*** Entries supplied ***

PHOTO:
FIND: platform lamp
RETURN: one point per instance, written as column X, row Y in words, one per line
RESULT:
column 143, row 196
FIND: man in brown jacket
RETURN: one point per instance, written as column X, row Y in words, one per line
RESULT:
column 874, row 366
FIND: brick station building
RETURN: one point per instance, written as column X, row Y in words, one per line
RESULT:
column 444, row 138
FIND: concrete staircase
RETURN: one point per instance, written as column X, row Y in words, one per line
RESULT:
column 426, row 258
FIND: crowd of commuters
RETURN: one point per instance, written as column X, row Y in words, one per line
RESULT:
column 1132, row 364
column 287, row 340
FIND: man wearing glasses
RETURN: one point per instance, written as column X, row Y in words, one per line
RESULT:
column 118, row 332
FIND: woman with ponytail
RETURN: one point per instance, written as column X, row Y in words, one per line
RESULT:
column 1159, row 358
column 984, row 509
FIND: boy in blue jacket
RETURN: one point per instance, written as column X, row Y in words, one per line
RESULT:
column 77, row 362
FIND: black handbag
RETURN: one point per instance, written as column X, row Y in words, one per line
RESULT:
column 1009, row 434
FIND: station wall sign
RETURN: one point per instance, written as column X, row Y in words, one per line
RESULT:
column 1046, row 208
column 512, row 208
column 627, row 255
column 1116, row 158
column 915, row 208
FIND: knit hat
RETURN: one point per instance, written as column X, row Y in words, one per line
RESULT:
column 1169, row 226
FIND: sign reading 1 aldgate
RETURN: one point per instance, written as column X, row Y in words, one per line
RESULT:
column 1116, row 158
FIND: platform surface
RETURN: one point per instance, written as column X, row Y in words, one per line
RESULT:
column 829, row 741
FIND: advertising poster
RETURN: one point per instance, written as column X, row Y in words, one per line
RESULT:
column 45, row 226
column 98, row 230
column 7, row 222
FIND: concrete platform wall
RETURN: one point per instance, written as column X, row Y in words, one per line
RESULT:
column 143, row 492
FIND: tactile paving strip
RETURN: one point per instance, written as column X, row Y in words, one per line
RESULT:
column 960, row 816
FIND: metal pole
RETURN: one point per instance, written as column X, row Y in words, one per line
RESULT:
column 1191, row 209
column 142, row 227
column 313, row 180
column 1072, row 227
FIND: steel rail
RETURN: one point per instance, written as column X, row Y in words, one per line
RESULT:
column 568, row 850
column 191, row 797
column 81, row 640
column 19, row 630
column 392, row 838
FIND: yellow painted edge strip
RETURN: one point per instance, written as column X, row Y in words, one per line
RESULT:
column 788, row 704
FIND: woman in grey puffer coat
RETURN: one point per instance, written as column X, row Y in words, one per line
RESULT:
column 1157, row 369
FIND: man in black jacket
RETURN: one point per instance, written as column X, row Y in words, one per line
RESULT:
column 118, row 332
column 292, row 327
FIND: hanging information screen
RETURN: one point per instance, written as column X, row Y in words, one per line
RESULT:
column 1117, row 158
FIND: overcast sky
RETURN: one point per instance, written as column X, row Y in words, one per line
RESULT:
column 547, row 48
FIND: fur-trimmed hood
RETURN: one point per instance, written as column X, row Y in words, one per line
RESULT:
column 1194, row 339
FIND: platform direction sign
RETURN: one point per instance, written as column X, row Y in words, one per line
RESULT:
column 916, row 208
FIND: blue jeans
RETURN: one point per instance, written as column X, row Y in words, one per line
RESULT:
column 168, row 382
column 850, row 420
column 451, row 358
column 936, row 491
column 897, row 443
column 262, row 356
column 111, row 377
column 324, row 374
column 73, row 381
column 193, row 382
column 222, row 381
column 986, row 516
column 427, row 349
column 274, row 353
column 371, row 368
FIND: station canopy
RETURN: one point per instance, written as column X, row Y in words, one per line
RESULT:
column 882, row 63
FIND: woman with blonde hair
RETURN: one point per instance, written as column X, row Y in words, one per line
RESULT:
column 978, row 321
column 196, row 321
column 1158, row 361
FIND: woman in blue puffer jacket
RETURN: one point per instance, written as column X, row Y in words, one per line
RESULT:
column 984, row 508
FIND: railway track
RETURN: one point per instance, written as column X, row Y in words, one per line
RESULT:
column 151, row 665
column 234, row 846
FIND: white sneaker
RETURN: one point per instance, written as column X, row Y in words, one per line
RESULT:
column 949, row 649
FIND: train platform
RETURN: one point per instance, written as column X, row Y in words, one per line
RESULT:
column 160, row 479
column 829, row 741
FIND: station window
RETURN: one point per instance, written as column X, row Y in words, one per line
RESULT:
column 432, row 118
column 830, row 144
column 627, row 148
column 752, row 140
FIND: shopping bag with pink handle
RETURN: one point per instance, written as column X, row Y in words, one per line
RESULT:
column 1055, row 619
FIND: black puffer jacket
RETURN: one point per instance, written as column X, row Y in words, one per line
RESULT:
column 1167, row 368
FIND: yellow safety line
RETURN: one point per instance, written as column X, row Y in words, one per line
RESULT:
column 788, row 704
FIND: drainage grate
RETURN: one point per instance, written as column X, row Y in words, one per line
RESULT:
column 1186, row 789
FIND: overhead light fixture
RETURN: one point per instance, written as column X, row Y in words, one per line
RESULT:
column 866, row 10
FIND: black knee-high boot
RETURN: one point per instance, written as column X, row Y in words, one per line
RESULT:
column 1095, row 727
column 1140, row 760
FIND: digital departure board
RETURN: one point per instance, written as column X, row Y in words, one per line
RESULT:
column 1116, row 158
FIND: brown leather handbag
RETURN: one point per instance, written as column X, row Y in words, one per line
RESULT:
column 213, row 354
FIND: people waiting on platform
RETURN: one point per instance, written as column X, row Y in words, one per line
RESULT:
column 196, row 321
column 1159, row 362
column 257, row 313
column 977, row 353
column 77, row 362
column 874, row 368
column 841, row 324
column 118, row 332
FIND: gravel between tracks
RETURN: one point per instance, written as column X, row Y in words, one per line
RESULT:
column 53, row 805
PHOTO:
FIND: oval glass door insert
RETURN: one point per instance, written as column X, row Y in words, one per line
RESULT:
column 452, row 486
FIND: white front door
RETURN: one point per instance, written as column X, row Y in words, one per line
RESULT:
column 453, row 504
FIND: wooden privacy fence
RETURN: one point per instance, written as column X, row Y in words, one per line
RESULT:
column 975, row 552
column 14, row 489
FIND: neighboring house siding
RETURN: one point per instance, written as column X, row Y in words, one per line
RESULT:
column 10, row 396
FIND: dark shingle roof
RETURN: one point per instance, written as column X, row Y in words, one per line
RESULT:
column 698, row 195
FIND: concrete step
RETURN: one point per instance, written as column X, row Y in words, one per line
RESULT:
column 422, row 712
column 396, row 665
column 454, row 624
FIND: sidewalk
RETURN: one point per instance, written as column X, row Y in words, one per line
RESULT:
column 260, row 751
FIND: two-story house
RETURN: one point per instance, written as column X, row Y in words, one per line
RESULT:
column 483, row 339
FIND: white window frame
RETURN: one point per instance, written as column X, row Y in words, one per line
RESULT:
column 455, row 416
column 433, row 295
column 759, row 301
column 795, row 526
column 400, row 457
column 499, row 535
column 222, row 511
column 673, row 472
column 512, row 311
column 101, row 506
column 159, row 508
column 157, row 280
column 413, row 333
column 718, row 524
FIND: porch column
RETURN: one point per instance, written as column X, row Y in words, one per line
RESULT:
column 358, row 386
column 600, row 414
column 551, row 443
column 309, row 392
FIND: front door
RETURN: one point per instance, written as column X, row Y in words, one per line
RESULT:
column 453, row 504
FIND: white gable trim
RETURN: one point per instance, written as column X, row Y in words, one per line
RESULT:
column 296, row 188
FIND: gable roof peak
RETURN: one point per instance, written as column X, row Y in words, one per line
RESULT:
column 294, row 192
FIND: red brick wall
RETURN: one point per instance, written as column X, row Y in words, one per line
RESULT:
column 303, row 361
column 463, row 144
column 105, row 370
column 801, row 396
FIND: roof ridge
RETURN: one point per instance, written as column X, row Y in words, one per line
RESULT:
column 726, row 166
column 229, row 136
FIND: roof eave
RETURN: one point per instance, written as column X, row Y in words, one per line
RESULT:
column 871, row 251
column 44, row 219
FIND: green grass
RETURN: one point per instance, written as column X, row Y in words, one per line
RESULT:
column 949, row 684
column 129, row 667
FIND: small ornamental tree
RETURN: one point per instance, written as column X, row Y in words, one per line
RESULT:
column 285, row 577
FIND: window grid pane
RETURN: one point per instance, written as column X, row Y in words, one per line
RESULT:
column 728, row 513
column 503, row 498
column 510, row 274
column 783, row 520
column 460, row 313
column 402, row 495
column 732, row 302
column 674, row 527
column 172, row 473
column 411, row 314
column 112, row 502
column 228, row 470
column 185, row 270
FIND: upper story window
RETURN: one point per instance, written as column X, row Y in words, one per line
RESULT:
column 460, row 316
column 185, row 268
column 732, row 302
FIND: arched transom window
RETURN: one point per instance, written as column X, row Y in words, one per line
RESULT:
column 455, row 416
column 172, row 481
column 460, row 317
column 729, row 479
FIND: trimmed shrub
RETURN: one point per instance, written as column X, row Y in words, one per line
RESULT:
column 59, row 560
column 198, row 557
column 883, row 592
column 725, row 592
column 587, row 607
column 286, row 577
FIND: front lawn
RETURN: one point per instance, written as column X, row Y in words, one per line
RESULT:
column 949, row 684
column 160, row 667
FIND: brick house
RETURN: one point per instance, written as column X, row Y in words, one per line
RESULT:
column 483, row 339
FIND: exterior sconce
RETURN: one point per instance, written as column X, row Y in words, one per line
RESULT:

*** End of Entries supplied ***

→ What is expected: Only the lines above starting at the line that holds "FIND: steel rail" and ending at the line that holds "FIND: hanging information screen" are to be repeated, exactly and in full.

→ Result of the exercise:
FIND: steel rail
RETURN: one point per instance, written as column X, row Y in words, one per line
RESULT:
column 568, row 850
column 191, row 797
column 81, row 640
column 19, row 630
column 392, row 838
FIND: yellow painted edge strip
RETURN: one point per instance, written as column X, row Y in words, one per line
RESULT:
column 788, row 704
FIND: woman in grey puffer coat
RETURN: one point per instance, written as column X, row Y in words, one per line
RESULT:
column 1157, row 369
FIND: man in black jacket
RETURN: one point per instance, written as column X, row Y in words, one per line
RESULT:
column 118, row 332
column 292, row 327
FIND: hanging information screen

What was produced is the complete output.